- [WRITTEN TASK A] Using the listing, recast everything from the line containing "text on hat" down to the line containing "x=434 y=127" as a JSON list of strings, one string per line, with blank lines left out.

** Start EXTRACT PROVIDED **

Accountability, Challenges, Commitment, Communication, Love, Priorities, Sex & Intimacy

Young couple: if we could have coffee together, here’s the one thing I’d tell you

Someone asked me the other day, “If you could have coffee with every young couple who reads your blog, what would you say to them?

The question caught me off guard and I didn’t know how to answer them right away. After a few days of hashing through quick responses, I kept coming up short. I even asked our Facebook family what they’d say (below); the comments are awesome, but I felt that if I had ONE opportunity I’d want to find the perfect topic.

I considered topics like communication, commitment, honesty, intimacy, etc. All are important aspects of marriage, but anything we’d discuss along those lines would only address behaviors.

** End EXTRACT PROVIDED **
** Start DATA ENTRIES **

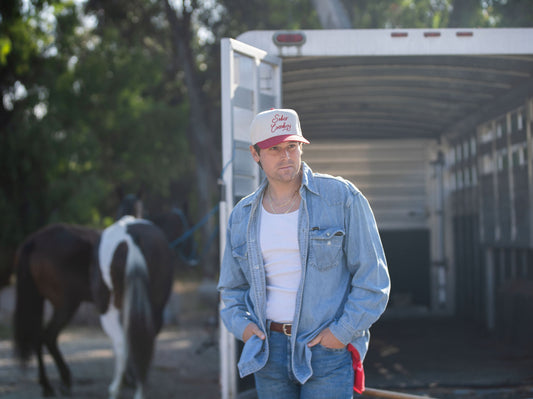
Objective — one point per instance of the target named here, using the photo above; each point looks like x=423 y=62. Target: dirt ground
x=432 y=357
x=185 y=364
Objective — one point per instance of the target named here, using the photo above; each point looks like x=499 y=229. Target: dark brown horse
x=53 y=264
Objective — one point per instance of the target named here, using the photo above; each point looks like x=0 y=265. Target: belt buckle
x=285 y=328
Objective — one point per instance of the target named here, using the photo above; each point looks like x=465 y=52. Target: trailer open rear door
x=251 y=82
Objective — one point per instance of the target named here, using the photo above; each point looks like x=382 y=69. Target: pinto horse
x=131 y=281
x=53 y=264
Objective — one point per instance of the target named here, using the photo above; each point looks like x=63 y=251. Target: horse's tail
x=138 y=314
x=28 y=316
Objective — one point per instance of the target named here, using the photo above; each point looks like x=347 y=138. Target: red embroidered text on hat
x=275 y=126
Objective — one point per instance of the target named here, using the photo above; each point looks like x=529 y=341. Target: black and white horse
x=131 y=281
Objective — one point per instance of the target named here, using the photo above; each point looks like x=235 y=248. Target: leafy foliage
x=93 y=95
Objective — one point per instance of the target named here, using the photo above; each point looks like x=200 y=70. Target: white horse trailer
x=434 y=127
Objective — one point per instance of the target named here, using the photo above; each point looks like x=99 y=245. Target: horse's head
x=130 y=204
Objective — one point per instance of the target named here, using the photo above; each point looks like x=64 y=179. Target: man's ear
x=254 y=153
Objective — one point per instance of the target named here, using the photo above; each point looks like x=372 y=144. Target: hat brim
x=272 y=141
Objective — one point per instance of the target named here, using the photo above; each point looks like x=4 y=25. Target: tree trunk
x=201 y=138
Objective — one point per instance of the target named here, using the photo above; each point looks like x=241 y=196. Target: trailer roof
x=400 y=83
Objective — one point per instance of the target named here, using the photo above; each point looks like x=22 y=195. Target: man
x=303 y=275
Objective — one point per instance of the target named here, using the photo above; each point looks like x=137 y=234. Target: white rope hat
x=275 y=126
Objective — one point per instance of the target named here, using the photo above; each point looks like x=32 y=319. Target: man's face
x=281 y=162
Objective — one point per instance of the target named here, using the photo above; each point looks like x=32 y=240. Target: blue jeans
x=332 y=373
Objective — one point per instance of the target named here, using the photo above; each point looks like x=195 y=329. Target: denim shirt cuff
x=344 y=334
x=240 y=326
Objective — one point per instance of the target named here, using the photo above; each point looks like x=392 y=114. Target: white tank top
x=283 y=268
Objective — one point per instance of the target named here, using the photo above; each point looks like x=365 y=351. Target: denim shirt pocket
x=325 y=247
x=240 y=254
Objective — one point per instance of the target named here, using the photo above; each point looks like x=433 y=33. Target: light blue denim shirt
x=345 y=281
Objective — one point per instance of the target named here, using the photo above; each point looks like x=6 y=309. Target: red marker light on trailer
x=399 y=34
x=289 y=38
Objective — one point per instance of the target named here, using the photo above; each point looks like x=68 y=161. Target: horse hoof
x=65 y=390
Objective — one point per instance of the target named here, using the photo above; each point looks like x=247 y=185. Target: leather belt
x=284 y=328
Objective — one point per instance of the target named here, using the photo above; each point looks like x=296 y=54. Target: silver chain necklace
x=291 y=204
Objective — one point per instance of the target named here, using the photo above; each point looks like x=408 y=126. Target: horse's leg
x=139 y=392
x=47 y=389
x=60 y=318
x=111 y=324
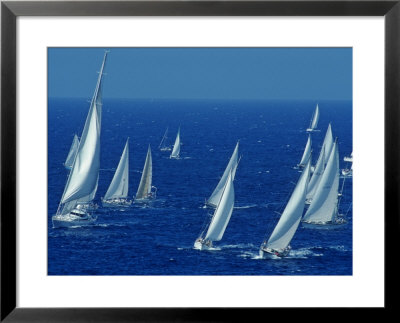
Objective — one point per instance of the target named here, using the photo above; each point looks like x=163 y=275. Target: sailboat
x=146 y=191
x=162 y=146
x=83 y=178
x=349 y=158
x=117 y=193
x=72 y=153
x=307 y=153
x=320 y=165
x=348 y=171
x=230 y=168
x=177 y=146
x=323 y=209
x=278 y=243
x=314 y=120
x=220 y=218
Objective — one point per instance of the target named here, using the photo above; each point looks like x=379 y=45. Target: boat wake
x=245 y=206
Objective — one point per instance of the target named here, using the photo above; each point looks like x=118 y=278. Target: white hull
x=347 y=172
x=337 y=223
x=166 y=149
x=268 y=253
x=116 y=203
x=67 y=167
x=200 y=244
x=69 y=220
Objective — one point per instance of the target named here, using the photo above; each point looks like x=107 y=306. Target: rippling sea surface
x=158 y=239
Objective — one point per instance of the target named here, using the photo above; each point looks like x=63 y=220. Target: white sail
x=164 y=138
x=120 y=182
x=314 y=120
x=307 y=153
x=316 y=176
x=349 y=158
x=231 y=167
x=222 y=213
x=72 y=152
x=328 y=143
x=291 y=216
x=83 y=178
x=177 y=146
x=144 y=188
x=323 y=207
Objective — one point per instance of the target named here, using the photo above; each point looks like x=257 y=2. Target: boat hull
x=269 y=253
x=200 y=244
x=339 y=222
x=116 y=204
x=68 y=220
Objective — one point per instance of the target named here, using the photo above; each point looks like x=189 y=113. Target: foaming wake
x=245 y=206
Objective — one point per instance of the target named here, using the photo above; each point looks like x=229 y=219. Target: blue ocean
x=157 y=239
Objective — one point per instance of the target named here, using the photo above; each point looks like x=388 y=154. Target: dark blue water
x=158 y=239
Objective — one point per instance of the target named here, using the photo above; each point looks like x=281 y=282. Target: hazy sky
x=210 y=73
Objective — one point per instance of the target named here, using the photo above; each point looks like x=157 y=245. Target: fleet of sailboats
x=146 y=191
x=318 y=186
x=117 y=193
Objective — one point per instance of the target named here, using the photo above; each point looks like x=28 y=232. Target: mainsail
x=83 y=178
x=144 y=188
x=222 y=213
x=120 y=183
x=72 y=152
x=323 y=207
x=314 y=120
x=177 y=146
x=291 y=216
x=307 y=153
x=231 y=167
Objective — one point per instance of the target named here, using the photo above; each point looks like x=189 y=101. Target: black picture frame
x=10 y=10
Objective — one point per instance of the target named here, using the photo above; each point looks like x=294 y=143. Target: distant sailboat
x=117 y=193
x=314 y=120
x=177 y=146
x=324 y=206
x=279 y=242
x=72 y=153
x=307 y=153
x=220 y=218
x=231 y=167
x=348 y=171
x=145 y=190
x=162 y=146
x=349 y=158
x=83 y=178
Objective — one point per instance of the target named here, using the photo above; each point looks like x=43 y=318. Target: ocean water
x=158 y=239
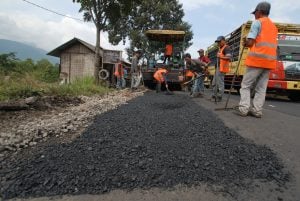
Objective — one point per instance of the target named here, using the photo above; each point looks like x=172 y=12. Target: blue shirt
x=255 y=29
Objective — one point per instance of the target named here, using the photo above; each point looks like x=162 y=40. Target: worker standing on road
x=160 y=77
x=168 y=52
x=262 y=41
x=205 y=61
x=197 y=67
x=135 y=71
x=222 y=67
x=119 y=73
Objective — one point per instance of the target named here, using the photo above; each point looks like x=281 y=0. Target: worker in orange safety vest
x=222 y=67
x=262 y=57
x=160 y=78
x=119 y=73
x=168 y=52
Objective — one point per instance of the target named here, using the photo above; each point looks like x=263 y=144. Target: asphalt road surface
x=163 y=147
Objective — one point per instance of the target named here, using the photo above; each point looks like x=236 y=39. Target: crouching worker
x=160 y=77
x=119 y=73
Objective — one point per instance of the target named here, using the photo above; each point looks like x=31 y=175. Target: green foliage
x=7 y=62
x=27 y=86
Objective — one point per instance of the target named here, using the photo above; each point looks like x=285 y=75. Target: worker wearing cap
x=119 y=73
x=205 y=61
x=168 y=52
x=261 y=58
x=160 y=77
x=135 y=72
x=223 y=63
x=197 y=67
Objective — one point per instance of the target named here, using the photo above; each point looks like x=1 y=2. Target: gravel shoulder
x=126 y=152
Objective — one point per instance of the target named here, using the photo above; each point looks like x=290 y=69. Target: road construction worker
x=160 y=77
x=262 y=41
x=197 y=67
x=205 y=60
x=168 y=52
x=119 y=73
x=222 y=67
x=135 y=70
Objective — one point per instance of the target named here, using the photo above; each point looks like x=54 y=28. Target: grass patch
x=26 y=86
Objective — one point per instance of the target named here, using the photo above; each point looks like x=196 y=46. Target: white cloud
x=47 y=34
x=282 y=11
x=194 y=4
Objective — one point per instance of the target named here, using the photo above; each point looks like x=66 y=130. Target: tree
x=103 y=13
x=8 y=62
x=149 y=14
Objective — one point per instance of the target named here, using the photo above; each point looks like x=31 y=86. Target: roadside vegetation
x=21 y=79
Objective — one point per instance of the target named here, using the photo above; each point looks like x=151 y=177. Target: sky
x=23 y=22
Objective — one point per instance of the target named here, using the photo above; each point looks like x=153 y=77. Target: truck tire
x=103 y=74
x=294 y=96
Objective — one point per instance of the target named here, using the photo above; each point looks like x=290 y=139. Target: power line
x=57 y=13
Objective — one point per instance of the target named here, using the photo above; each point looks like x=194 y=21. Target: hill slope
x=24 y=51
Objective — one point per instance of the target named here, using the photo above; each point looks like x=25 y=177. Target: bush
x=29 y=79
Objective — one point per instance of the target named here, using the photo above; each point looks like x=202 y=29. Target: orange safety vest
x=189 y=73
x=158 y=75
x=169 y=49
x=263 y=53
x=224 y=63
x=119 y=70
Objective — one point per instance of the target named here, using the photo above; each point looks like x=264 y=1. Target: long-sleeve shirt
x=134 y=65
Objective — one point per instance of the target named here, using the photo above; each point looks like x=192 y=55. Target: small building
x=77 y=59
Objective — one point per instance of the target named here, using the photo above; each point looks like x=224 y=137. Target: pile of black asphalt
x=154 y=141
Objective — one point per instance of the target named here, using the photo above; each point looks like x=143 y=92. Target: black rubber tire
x=103 y=74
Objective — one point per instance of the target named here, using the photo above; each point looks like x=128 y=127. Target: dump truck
x=162 y=37
x=285 y=79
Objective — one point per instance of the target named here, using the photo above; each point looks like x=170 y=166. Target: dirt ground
x=280 y=134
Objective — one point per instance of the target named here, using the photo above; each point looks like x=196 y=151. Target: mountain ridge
x=24 y=51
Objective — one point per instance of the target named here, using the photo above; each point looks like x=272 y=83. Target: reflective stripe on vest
x=224 y=63
x=158 y=75
x=119 y=71
x=263 y=53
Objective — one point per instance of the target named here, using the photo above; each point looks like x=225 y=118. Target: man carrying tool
x=222 y=67
x=205 y=60
x=135 y=71
x=262 y=41
x=168 y=52
x=160 y=78
x=119 y=73
x=197 y=67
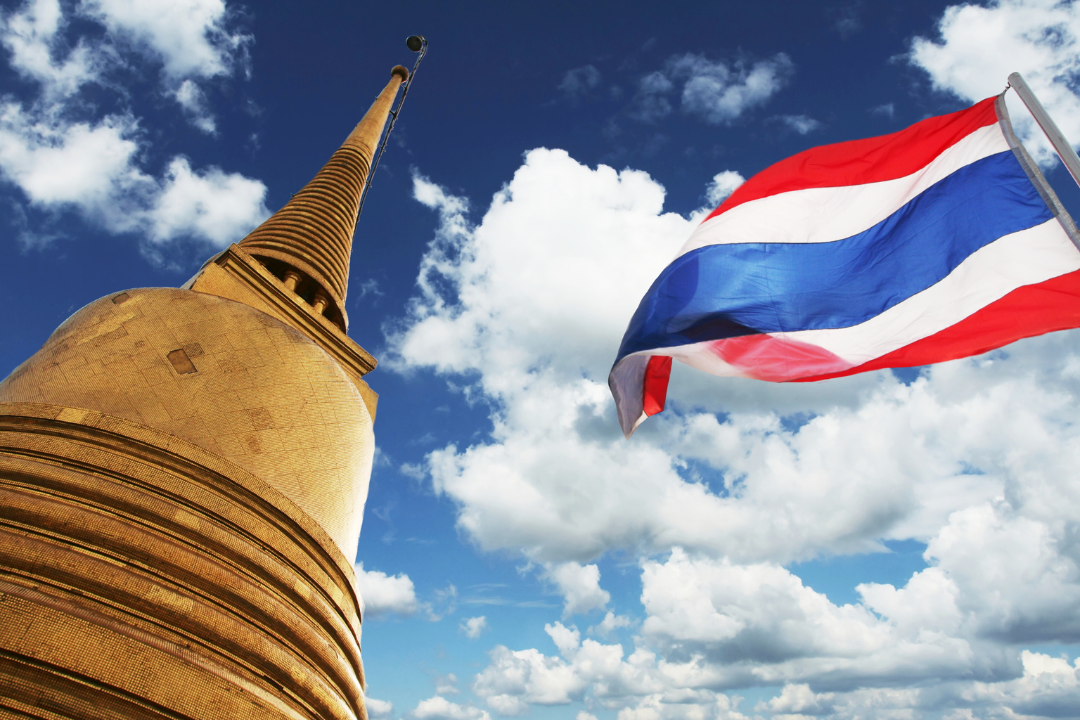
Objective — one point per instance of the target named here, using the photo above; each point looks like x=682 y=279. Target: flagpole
x=1065 y=150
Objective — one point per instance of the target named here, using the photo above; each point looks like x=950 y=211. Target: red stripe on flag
x=655 y=386
x=872 y=160
x=1024 y=313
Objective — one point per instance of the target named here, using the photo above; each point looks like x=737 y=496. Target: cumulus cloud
x=440 y=708
x=191 y=38
x=378 y=708
x=473 y=626
x=738 y=479
x=212 y=204
x=64 y=158
x=800 y=124
x=30 y=37
x=382 y=594
x=717 y=92
x=580 y=81
x=721 y=186
x=580 y=586
x=977 y=46
x=609 y=624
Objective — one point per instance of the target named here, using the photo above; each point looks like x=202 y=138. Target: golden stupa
x=183 y=474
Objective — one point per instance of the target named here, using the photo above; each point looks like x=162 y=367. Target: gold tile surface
x=142 y=575
x=257 y=392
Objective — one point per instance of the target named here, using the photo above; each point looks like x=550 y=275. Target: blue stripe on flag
x=729 y=290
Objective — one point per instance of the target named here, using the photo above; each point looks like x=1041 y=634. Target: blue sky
x=888 y=545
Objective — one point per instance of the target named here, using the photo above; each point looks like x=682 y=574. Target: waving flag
x=934 y=243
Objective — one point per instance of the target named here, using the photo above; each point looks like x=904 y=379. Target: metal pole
x=1065 y=150
x=419 y=44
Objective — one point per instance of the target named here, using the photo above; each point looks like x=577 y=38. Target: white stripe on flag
x=822 y=215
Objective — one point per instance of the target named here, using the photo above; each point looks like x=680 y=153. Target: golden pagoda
x=183 y=474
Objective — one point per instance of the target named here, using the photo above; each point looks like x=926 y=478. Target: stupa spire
x=307 y=243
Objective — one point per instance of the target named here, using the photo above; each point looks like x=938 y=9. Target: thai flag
x=937 y=242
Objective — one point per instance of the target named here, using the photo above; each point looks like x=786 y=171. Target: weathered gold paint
x=183 y=474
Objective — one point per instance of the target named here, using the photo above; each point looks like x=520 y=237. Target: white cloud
x=580 y=586
x=440 y=708
x=721 y=186
x=580 y=81
x=95 y=165
x=446 y=684
x=88 y=166
x=886 y=110
x=382 y=594
x=212 y=204
x=473 y=626
x=977 y=46
x=378 y=708
x=798 y=698
x=800 y=124
x=191 y=38
x=193 y=100
x=715 y=91
x=720 y=92
x=30 y=36
x=973 y=458
x=609 y=624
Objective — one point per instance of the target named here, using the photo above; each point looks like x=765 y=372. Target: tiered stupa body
x=183 y=474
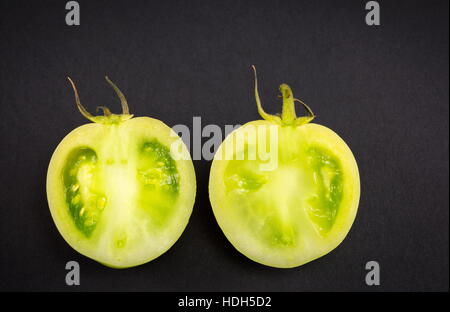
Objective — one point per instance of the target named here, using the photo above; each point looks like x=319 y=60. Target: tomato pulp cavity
x=115 y=191
x=292 y=213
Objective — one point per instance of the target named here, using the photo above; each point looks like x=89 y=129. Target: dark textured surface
x=383 y=89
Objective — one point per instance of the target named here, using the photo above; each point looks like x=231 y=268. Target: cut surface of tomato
x=292 y=213
x=115 y=190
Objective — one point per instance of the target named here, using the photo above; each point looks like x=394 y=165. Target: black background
x=384 y=89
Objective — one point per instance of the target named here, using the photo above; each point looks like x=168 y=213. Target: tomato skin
x=299 y=210
x=309 y=244
x=123 y=236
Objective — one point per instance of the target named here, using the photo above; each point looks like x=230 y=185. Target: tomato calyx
x=107 y=117
x=288 y=116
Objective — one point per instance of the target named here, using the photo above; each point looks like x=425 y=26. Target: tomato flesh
x=296 y=211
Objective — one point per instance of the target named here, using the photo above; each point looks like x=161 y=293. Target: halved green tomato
x=284 y=191
x=116 y=191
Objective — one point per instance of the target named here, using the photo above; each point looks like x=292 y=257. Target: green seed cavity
x=85 y=204
x=159 y=180
x=327 y=176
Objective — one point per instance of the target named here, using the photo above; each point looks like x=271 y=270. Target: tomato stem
x=288 y=111
x=288 y=115
x=261 y=111
x=119 y=93
x=81 y=108
x=108 y=117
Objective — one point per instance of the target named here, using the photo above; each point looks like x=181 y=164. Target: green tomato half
x=115 y=190
x=296 y=211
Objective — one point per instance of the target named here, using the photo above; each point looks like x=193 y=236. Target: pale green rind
x=303 y=241
x=121 y=217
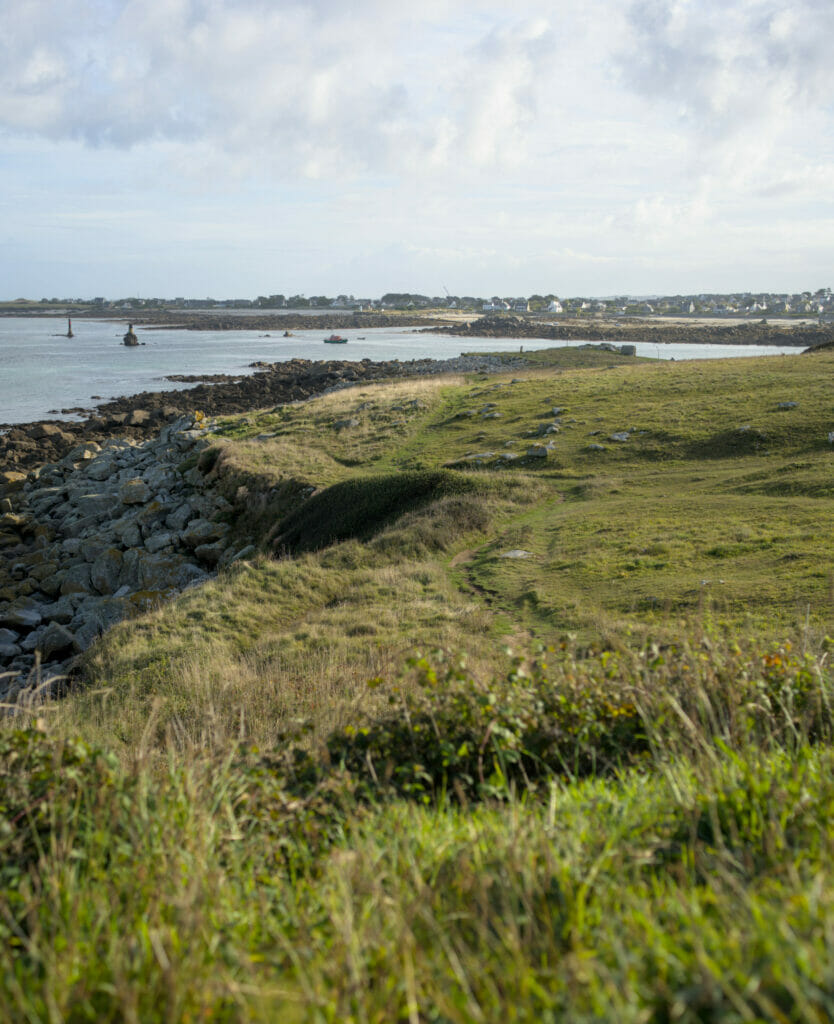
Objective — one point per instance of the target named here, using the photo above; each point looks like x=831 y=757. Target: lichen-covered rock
x=55 y=639
x=135 y=492
x=203 y=531
x=21 y=615
x=77 y=580
x=209 y=554
x=106 y=570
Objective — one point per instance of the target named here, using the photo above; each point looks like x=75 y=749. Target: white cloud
x=596 y=134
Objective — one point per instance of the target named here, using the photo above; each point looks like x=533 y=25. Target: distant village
x=762 y=304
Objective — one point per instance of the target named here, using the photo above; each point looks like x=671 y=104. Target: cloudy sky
x=237 y=147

** End DATA ENTRIES **

- [WRITTEN TASK B] Continue the blog post about advice for young couples from where it stops.

- [EXERCISE RESPONSE A]
[
  "Objective — one point per instance of the target named here, using the photo above; each point looks like x=347 y=138. Target: red embroidered text on hat",
  "x=275 y=126",
  "Objective — one point per instance of the target named here, using the photo above; each point looks like x=529 y=341. Target: black and white horse",
  "x=131 y=281",
  "Objective — one point per instance of the target named here, using the photo above; each point looks like x=235 y=248. Target: leafy foliage",
  "x=93 y=95",
  "Objective — one point per instance of the target named here, using the photo above; each point looks like x=200 y=70. Target: white horse trailer",
  "x=434 y=127"
]

- [EXERCISE RESPONSE B]
I realized that behaviors don’t just materialize from thin air. Behaviors are born somewhere. All behavior stems from belief and until you change your belief, you’ll always gravitate back to your original behaviors. Why else did Paul talk about “renewing your mind” (Romans 12:1-2) and becoming a “new creation” (2 Corinthians 5:17)?

So, young married/engaged person, if I could sit down with you and talk about anything, I’d discuss your beliefs. 

Grab some coffee, pull up a chair, and let’s talk…

The Gravity of Belief

If the ultimate aim of marriage is Christ-like love, then it's primary purpose is to make us more like Christ.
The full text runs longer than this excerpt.